─── Material for this task ───
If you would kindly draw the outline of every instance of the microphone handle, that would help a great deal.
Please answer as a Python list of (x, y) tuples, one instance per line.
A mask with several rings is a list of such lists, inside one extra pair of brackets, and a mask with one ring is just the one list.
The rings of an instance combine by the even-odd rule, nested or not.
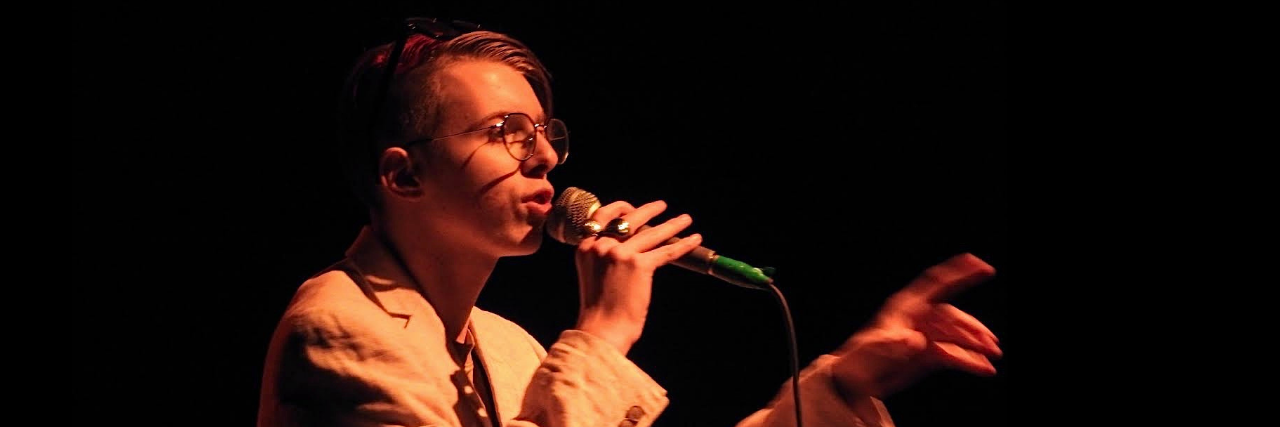
[[(644, 231), (648, 228), (648, 225), (643, 225), (636, 231)], [(680, 238), (667, 239), (667, 244), (675, 244), (676, 242), (680, 242)], [(773, 284), (773, 279), (767, 276), (760, 268), (717, 254), (716, 251), (707, 247), (696, 247), (671, 263), (748, 289), (768, 290), (769, 285)]]

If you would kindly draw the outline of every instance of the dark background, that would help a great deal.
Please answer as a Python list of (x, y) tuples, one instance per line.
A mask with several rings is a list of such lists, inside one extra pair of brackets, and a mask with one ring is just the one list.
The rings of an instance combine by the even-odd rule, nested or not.
[[(1007, 354), (887, 399), (899, 426), (1006, 424), (1019, 340), (1006, 289), (1005, 12), (997, 1), (819, 6), (536, 1), (78, 5), (76, 390), (93, 419), (248, 426), (294, 288), (364, 217), (329, 153), (346, 66), (402, 15), (527, 42), (573, 138), (558, 189), (664, 199), (705, 245), (778, 267), (806, 363), (925, 267), (1000, 275), (954, 303)], [(483, 308), (544, 344), (572, 326), (571, 248), (503, 260)], [(658, 272), (631, 358), (659, 426), (730, 426), (788, 377), (764, 293)]]

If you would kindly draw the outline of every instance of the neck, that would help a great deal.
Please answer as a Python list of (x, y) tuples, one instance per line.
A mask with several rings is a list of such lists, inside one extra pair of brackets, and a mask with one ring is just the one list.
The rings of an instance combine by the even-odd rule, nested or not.
[(421, 229), (374, 221), (376, 233), (444, 322), (445, 336), (461, 338), (498, 258), (466, 245), (433, 239)]

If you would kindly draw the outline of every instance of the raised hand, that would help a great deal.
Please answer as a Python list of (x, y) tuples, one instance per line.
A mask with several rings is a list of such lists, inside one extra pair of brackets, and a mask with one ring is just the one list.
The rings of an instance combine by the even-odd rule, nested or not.
[(835, 353), (837, 389), (850, 400), (884, 398), (941, 368), (995, 375), (991, 358), (1002, 355), (1000, 340), (977, 318), (946, 303), (995, 272), (969, 253), (925, 270)]

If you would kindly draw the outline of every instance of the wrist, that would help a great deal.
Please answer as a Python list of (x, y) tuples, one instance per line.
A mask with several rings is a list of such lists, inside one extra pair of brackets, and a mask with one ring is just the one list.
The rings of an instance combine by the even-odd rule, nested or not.
[(579, 320), (573, 329), (612, 344), (622, 355), (626, 355), (631, 350), (631, 345), (640, 339), (639, 329), (618, 325), (618, 322), (586, 318)]

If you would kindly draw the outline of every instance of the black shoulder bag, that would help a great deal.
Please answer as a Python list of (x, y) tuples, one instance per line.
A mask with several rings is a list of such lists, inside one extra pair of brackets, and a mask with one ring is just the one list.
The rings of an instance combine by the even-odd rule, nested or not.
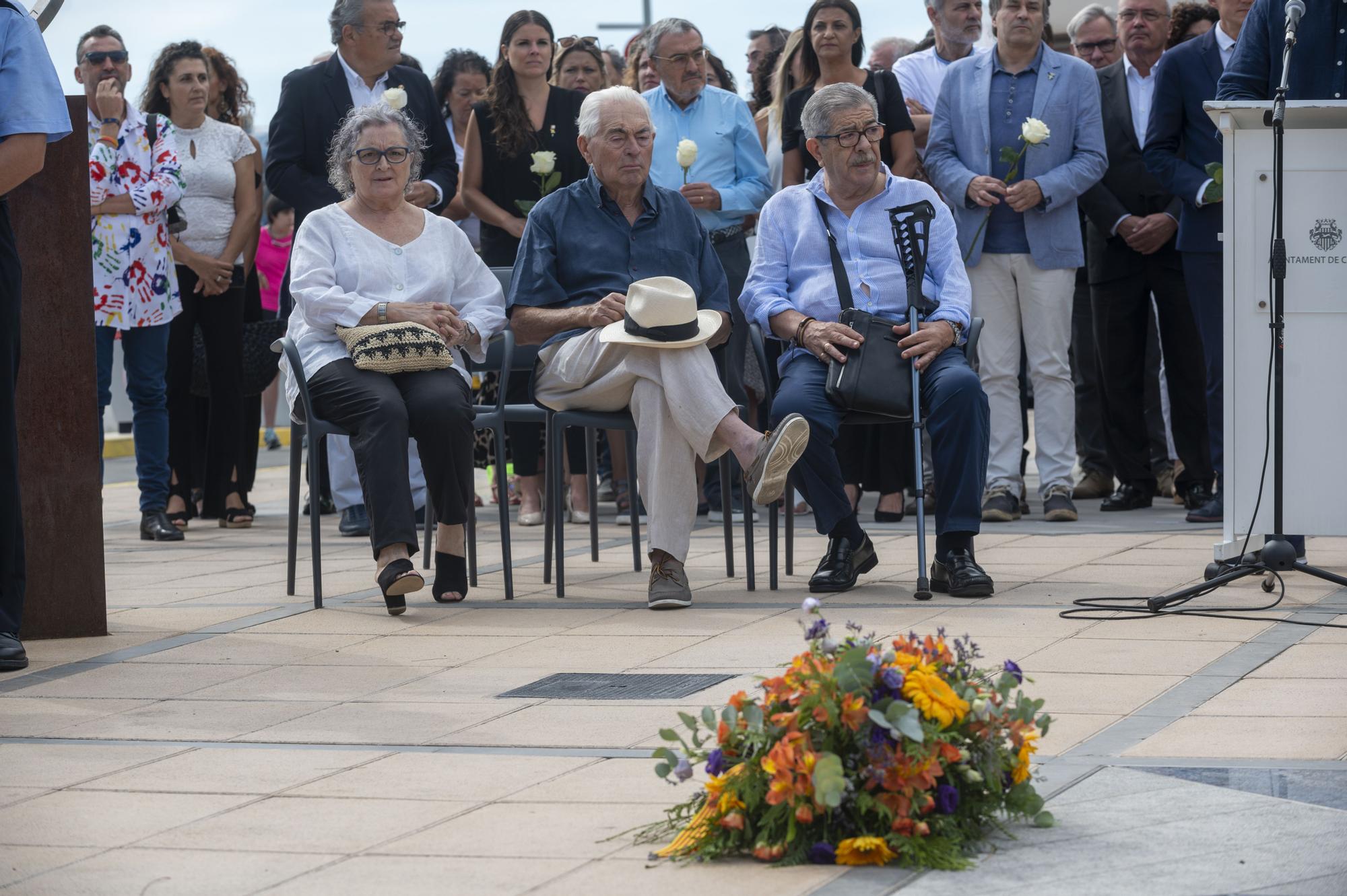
───
Written problem: Which lines of the material contain the word "deal", with case counting? Copy each of those lines in full.

The output:
If you would kindly draw the outline of every instance of the microphone handle, that would help a great deal.
If you would kindly draw the outline of every instance of the dark background, that would help a great deal.
If you would kindly draw the outline of every instance of the neck, that would help a great deal.
If you would kindly draw the outline of every instance of the raised hand, that would help a great deal.
If you would kindly draw the outline of every instance of the wrist, that would help a great deal.
If you would kindly draw the outline of every instance of the black shoulder bag, that would help a great deal.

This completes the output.